> _MATERIAL SUPPLIED_
-- begin --

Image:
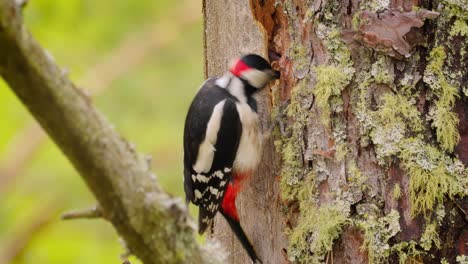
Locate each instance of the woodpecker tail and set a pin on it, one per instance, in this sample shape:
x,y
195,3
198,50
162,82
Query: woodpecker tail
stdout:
x,y
205,220
237,229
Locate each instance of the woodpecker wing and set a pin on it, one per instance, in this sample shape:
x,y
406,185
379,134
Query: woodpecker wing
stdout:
x,y
211,138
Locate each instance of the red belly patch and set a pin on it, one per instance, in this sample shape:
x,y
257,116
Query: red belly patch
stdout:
x,y
229,201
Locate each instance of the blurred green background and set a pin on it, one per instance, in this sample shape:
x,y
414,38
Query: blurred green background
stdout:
x,y
141,61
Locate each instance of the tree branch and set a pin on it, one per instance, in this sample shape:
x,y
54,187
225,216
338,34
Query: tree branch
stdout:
x,y
130,53
154,225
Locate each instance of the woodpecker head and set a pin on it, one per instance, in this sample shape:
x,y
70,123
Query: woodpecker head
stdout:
x,y
254,70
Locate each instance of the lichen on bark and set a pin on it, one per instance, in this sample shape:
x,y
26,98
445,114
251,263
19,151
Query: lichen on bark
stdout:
x,y
372,128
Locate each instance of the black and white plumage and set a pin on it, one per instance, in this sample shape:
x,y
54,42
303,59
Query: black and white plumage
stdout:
x,y
223,141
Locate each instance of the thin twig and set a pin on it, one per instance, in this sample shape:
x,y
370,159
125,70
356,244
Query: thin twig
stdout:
x,y
90,213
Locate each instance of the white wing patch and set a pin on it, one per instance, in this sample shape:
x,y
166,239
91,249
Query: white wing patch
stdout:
x,y
206,150
250,146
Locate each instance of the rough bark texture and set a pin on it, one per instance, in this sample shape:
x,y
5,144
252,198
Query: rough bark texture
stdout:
x,y
374,95
153,224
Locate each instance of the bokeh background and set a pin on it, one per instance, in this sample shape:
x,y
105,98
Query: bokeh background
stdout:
x,y
141,61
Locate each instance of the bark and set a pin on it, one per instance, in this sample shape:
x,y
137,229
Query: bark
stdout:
x,y
154,225
373,164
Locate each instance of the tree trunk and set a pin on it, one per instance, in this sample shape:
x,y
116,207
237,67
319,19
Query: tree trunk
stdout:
x,y
373,94
154,225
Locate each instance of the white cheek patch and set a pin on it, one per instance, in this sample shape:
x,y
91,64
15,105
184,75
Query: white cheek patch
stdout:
x,y
206,150
256,78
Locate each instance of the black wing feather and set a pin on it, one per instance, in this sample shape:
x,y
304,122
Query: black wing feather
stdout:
x,y
226,147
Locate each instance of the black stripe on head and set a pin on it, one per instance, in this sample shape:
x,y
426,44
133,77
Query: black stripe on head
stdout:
x,y
255,61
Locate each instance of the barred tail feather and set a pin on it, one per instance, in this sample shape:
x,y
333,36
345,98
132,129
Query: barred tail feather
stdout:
x,y
237,229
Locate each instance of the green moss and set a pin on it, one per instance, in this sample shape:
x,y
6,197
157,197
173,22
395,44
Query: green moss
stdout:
x,y
291,170
377,232
430,178
430,237
407,252
459,28
393,121
380,70
315,232
299,56
444,121
462,259
396,192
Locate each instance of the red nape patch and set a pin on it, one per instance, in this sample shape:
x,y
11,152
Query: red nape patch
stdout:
x,y
229,201
238,68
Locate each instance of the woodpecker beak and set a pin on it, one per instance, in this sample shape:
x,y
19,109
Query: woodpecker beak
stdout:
x,y
276,74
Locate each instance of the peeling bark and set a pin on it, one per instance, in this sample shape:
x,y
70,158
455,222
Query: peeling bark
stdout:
x,y
154,225
376,125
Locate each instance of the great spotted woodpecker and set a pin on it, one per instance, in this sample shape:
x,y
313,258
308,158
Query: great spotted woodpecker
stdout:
x,y
223,142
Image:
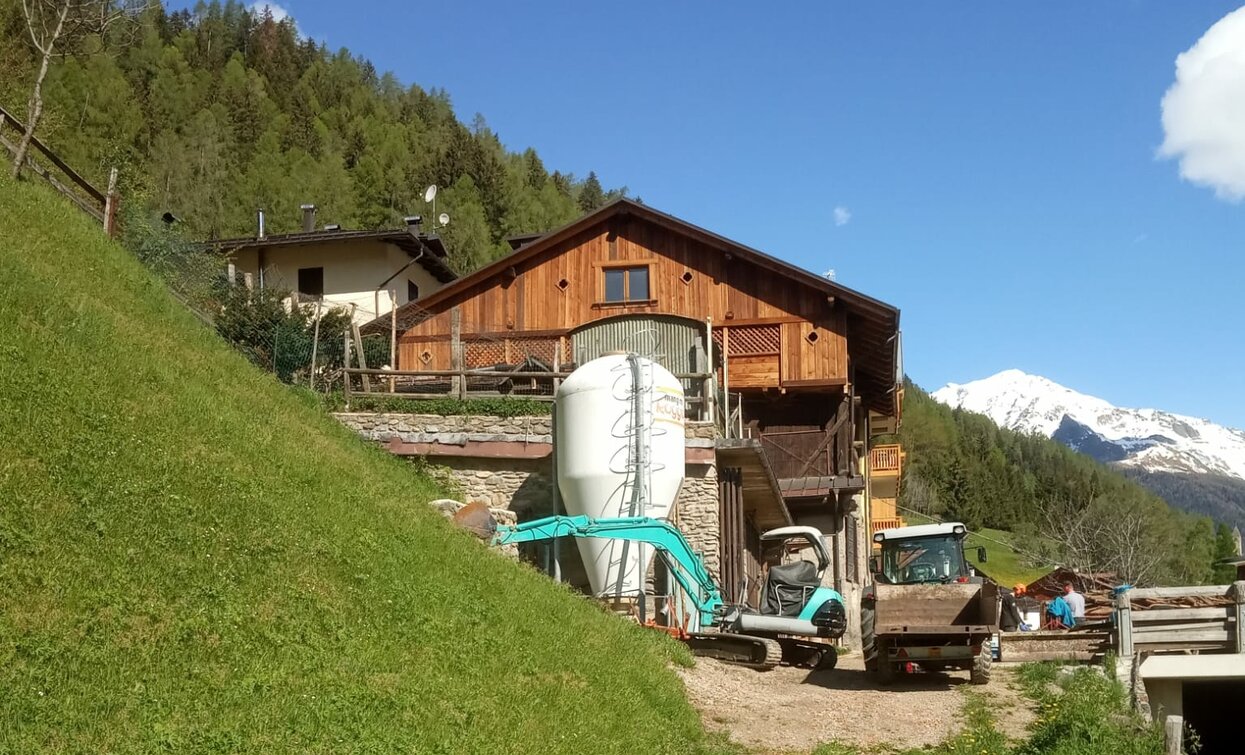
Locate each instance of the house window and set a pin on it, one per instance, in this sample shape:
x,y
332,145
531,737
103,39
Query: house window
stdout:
x,y
311,282
626,284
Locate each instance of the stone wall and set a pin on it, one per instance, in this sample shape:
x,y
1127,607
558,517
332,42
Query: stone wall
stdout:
x,y
524,486
521,485
696,513
450,430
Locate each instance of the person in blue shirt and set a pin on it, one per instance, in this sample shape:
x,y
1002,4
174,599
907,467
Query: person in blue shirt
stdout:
x,y
1075,601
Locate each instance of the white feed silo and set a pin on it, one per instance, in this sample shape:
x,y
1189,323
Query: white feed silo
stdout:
x,y
620,447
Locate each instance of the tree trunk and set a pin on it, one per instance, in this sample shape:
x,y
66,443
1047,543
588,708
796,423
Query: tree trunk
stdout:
x,y
36,95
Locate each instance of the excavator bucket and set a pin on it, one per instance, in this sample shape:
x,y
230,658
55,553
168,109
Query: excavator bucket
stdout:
x,y
477,520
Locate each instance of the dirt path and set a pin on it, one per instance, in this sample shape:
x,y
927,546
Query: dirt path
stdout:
x,y
792,709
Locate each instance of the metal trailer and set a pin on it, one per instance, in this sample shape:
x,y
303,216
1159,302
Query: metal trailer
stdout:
x,y
926,609
934,627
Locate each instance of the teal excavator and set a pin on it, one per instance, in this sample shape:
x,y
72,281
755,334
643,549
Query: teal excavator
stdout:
x,y
796,612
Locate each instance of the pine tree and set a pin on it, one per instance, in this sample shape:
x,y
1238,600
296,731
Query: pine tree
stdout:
x,y
591,196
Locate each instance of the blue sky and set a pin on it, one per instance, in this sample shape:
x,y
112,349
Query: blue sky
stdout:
x,y
990,170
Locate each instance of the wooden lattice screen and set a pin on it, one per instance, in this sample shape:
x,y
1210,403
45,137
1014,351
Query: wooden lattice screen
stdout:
x,y
751,340
486,353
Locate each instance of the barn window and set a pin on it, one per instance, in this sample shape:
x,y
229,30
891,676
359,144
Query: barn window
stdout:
x,y
626,284
311,282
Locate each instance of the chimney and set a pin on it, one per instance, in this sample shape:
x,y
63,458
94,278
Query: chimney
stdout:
x,y
308,218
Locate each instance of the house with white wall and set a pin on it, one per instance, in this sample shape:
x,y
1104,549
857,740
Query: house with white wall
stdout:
x,y
370,272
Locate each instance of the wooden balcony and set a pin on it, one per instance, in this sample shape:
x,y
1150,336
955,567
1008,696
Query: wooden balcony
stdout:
x,y
885,460
887,523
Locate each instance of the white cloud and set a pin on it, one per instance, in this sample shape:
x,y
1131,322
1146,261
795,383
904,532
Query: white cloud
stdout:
x,y
1204,110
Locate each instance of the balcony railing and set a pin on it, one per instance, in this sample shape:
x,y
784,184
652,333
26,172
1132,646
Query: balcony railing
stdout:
x,y
885,460
888,523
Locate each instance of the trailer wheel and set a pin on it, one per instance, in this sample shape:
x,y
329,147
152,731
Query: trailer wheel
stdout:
x,y
980,672
884,669
868,639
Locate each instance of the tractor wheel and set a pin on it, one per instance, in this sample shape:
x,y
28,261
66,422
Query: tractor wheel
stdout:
x,y
829,659
980,672
868,641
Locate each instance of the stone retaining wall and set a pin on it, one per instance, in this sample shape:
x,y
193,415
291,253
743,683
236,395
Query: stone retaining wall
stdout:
x,y
524,486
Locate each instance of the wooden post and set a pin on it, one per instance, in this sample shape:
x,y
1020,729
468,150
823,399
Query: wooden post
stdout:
x,y
315,339
458,383
1173,735
345,368
709,369
726,381
1124,623
1238,592
392,333
362,356
110,206
1124,643
557,368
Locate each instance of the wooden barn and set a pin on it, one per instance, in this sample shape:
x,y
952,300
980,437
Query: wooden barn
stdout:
x,y
783,361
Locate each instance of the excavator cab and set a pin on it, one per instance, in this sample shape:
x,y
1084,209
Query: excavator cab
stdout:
x,y
789,586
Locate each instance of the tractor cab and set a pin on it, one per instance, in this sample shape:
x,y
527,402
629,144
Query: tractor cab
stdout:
x,y
923,555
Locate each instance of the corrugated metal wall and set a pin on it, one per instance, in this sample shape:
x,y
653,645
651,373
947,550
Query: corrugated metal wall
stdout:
x,y
675,343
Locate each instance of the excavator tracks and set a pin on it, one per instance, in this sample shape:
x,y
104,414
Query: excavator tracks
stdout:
x,y
740,649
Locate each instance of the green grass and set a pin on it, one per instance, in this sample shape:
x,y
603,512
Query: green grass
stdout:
x,y
194,558
1004,565
1087,715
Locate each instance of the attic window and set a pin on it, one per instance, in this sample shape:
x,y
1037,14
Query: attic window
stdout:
x,y
311,283
626,284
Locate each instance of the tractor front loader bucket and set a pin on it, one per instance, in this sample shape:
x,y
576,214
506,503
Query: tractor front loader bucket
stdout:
x,y
477,520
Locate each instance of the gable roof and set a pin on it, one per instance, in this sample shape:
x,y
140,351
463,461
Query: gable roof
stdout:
x,y
433,249
873,325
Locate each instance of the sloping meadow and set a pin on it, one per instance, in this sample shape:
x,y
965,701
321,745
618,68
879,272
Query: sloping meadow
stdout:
x,y
196,558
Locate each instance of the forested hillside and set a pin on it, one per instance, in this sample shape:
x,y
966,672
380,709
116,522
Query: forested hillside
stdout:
x,y
1070,508
214,112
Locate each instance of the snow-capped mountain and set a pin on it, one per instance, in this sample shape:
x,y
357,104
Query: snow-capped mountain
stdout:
x,y
1147,439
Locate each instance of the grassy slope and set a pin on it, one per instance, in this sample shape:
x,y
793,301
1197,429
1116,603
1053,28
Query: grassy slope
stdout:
x,y
196,558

-- end --

> _EXERCISE TASK_
Output only the lines from the one holding "Locate each instance of the wooden barn" through the last line above, exactly as they appear.

> _ANSWER IN FULL_
Locate each instance of the wooden barn and set a pin on it, one per instance, in this sample shape:
x,y
952,300
980,437
Query: wooden barn
stdout:
x,y
783,361
Locate each instance of the excavator cab and set a pin on it, one per instance, in this sample shape:
x,y
1084,209
Query: excavator cab
stdout:
x,y
789,586
Locate each instance of the tractor cab and set a pin on it, one per instance, in this sample shape:
x,y
527,402
629,144
Query: tractor cab
stdout:
x,y
923,555
Locate each instance of the corrugated metal wall and set a pin on it, one per instance, in this sample shape:
x,y
653,645
651,373
947,550
Query: corrugated metal wall
stdout:
x,y
675,343
Locate each instance of the excavator tracks and set a pin on it, one per instance, in this sample shape:
x,y
104,414
Query: excavator tracks
stdout:
x,y
740,649
Locate each instance of the green grass and set a pin on it, one per instance, in this sample shape:
x,y
603,512
Query: green grass
stdout:
x,y
194,558
1004,565
1087,715
Locate each instance of the attic window and set a pin on it, one per instance, in this sample shape:
x,y
1037,14
Query: attic window
stdout:
x,y
311,283
626,284
Locate each instance of the tractor front loader bucket and set a pin on it, one per instance, in this sample shape:
x,y
576,214
506,503
Query: tractor front loader bucket
stdout:
x,y
477,520
Locate each instance of the gable roof and set a pin on it, one per instance, in this sample shape:
x,y
140,351
463,461
Query: gable roof
stdout:
x,y
433,249
873,325
Locate each instance of the sloping meadow and set a pin on it, one per instance, in this sample shape:
x,y
965,701
321,745
618,68
879,272
Query: sloping meadow
stdout:
x,y
196,558
Locate each instance of the forested hillside and set a pin on it, one per instance, in this sample shape:
x,y
966,672
380,709
116,522
Query: forested hillside
stdout:
x,y
1070,508
214,112
Locate each instance of the snow-capped mountain and set a pin on it, one per instance, in this sample shape:
x,y
357,104
Query: snow-capped mountain
stdout:
x,y
1147,439
Locate each instance of the grassy slope and set a pin on it, one per instance, in this sample shape:
x,y
793,301
1197,429
1116,603
1053,28
Query: grassy slope
stdout:
x,y
196,558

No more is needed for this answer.